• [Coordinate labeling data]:
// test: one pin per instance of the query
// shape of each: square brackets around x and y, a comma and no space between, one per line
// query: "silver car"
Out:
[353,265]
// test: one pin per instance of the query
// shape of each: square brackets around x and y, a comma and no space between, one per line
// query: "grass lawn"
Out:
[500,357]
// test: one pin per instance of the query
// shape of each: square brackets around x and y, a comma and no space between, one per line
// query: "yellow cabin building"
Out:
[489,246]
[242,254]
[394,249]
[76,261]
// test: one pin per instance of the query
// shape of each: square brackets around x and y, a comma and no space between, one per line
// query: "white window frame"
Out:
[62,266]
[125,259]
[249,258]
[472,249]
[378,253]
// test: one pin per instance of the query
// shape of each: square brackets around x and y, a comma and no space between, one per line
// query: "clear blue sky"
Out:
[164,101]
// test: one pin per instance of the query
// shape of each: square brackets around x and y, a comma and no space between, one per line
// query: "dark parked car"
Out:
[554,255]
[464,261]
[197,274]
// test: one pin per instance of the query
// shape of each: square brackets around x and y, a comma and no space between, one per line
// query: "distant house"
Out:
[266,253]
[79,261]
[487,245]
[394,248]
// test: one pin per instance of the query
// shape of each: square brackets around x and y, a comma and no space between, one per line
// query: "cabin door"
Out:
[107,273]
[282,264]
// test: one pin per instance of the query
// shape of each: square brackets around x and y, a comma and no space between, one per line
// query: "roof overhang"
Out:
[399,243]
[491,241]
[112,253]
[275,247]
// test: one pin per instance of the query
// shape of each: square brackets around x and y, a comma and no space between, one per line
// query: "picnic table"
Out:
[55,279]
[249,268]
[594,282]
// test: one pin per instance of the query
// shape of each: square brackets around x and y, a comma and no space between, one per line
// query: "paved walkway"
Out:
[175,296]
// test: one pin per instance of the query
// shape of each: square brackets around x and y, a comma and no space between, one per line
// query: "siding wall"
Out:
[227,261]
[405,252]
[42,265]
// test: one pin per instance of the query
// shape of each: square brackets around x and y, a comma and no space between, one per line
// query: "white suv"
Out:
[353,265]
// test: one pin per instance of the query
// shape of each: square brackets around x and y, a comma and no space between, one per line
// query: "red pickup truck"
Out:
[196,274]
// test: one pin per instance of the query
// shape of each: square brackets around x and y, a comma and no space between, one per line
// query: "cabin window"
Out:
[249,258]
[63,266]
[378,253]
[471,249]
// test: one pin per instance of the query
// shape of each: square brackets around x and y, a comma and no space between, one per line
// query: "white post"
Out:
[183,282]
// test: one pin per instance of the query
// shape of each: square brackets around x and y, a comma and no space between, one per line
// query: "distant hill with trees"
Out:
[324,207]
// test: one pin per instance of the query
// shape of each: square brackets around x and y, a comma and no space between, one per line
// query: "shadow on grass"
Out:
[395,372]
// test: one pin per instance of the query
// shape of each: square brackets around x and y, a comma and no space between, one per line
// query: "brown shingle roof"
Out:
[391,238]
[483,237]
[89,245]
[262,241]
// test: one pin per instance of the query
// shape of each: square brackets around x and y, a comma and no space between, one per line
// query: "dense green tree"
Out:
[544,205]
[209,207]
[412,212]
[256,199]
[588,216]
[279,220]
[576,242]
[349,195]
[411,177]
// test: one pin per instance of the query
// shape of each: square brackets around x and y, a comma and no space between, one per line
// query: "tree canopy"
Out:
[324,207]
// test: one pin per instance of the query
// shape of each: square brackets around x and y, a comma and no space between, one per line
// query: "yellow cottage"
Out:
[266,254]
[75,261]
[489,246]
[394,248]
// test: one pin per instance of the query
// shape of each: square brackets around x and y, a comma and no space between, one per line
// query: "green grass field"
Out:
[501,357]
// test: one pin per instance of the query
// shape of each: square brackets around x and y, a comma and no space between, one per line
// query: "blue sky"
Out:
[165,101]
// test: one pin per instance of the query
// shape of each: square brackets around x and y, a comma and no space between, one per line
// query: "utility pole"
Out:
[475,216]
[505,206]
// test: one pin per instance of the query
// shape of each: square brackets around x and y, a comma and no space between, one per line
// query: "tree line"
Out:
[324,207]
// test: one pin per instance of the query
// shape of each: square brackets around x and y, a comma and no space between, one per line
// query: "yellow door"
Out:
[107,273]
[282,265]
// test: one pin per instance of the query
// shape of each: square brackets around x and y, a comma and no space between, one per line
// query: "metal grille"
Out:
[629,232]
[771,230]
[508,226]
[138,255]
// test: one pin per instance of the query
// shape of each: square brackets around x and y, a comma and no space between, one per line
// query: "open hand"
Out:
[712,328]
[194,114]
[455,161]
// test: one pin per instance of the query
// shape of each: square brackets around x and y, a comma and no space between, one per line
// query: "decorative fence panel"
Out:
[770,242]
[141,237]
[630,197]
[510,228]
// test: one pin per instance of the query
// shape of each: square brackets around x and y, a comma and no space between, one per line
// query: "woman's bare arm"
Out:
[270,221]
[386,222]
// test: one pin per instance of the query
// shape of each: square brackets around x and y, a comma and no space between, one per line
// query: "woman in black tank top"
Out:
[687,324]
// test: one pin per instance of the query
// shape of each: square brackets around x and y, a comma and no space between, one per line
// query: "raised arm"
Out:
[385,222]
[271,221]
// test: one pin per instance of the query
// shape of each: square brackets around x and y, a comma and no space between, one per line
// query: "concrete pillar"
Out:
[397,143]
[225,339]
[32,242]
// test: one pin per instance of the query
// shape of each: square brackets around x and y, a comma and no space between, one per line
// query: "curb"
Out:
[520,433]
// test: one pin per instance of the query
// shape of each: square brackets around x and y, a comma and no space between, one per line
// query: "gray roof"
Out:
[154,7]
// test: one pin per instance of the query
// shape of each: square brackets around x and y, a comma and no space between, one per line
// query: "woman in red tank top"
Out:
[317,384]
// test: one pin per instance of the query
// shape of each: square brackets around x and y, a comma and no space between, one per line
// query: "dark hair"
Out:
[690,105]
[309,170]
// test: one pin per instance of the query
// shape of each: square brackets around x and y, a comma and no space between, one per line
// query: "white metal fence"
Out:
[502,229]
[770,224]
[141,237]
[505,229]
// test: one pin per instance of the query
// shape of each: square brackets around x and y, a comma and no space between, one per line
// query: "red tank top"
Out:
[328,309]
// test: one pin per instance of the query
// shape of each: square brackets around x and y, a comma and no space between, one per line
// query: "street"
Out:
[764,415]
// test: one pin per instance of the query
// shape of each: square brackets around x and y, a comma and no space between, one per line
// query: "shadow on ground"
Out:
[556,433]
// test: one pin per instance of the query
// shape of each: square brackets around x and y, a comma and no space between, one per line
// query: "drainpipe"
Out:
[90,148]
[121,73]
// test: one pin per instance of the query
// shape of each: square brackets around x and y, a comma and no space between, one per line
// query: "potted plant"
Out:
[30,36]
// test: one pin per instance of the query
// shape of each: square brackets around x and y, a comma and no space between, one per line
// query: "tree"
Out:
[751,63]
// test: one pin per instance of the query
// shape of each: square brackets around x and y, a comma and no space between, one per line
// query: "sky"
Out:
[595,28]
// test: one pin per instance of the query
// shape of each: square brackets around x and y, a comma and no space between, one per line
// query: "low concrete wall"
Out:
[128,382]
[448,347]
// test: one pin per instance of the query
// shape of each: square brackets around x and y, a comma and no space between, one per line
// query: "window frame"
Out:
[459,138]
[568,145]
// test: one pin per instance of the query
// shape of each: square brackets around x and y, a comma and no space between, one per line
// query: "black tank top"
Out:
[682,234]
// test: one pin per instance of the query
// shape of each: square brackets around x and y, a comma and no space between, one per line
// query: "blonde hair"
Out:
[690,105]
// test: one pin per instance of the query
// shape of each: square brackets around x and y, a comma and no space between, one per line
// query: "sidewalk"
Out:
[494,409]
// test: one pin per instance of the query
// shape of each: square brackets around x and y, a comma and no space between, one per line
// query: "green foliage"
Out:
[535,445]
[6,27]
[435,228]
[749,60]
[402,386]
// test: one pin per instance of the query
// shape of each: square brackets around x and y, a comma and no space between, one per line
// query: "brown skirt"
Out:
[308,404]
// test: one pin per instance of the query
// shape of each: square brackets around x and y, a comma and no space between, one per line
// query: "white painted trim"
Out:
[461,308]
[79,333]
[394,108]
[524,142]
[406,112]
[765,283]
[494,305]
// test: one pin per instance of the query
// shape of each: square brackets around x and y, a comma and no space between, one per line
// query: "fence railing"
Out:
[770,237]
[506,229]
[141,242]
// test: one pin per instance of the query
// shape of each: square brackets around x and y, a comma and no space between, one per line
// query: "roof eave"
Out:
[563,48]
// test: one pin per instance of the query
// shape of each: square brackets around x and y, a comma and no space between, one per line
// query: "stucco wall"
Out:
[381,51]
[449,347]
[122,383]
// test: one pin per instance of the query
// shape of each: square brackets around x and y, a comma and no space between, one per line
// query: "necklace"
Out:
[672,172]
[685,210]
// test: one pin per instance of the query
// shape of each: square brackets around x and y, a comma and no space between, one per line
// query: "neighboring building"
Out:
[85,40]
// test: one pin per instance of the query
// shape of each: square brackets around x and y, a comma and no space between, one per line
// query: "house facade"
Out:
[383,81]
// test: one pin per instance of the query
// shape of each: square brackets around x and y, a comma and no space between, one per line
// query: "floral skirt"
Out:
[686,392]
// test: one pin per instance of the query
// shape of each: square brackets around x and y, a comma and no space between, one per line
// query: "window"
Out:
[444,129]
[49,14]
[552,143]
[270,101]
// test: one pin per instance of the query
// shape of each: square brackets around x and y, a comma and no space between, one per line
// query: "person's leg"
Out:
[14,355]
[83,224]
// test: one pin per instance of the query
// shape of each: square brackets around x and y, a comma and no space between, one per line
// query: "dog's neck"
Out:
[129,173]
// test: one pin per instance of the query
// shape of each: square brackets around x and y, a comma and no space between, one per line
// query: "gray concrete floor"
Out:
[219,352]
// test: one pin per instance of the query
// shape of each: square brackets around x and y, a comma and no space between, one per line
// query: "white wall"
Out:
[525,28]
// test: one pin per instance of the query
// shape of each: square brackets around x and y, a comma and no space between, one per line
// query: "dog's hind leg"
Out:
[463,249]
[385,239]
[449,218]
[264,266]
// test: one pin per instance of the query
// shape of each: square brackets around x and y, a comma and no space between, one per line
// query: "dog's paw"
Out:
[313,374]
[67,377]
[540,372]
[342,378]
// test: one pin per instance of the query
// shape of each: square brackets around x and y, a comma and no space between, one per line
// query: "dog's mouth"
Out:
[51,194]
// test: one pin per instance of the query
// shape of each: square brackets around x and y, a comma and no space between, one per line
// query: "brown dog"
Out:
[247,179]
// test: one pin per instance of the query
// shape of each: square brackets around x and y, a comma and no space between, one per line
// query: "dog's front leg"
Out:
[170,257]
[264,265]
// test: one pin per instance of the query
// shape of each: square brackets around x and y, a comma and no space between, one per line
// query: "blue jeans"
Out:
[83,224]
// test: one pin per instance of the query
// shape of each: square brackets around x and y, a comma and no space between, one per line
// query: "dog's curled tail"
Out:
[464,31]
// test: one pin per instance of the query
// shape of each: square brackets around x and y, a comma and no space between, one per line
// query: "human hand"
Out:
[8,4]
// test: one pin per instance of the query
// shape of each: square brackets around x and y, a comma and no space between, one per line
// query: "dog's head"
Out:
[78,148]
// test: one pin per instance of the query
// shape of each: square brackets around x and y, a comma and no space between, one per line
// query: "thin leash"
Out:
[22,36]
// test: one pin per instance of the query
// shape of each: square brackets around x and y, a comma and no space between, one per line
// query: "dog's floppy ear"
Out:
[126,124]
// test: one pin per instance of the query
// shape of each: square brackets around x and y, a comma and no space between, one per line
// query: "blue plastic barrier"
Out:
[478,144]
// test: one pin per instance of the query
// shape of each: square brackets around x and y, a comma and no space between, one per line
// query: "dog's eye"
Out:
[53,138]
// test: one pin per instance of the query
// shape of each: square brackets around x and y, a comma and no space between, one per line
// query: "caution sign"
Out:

• [Given task]: List each line of the records above that contains the word "house", copying every such line in full.

• [Response to this task]:
// query: "distant house"
// query: "house facade"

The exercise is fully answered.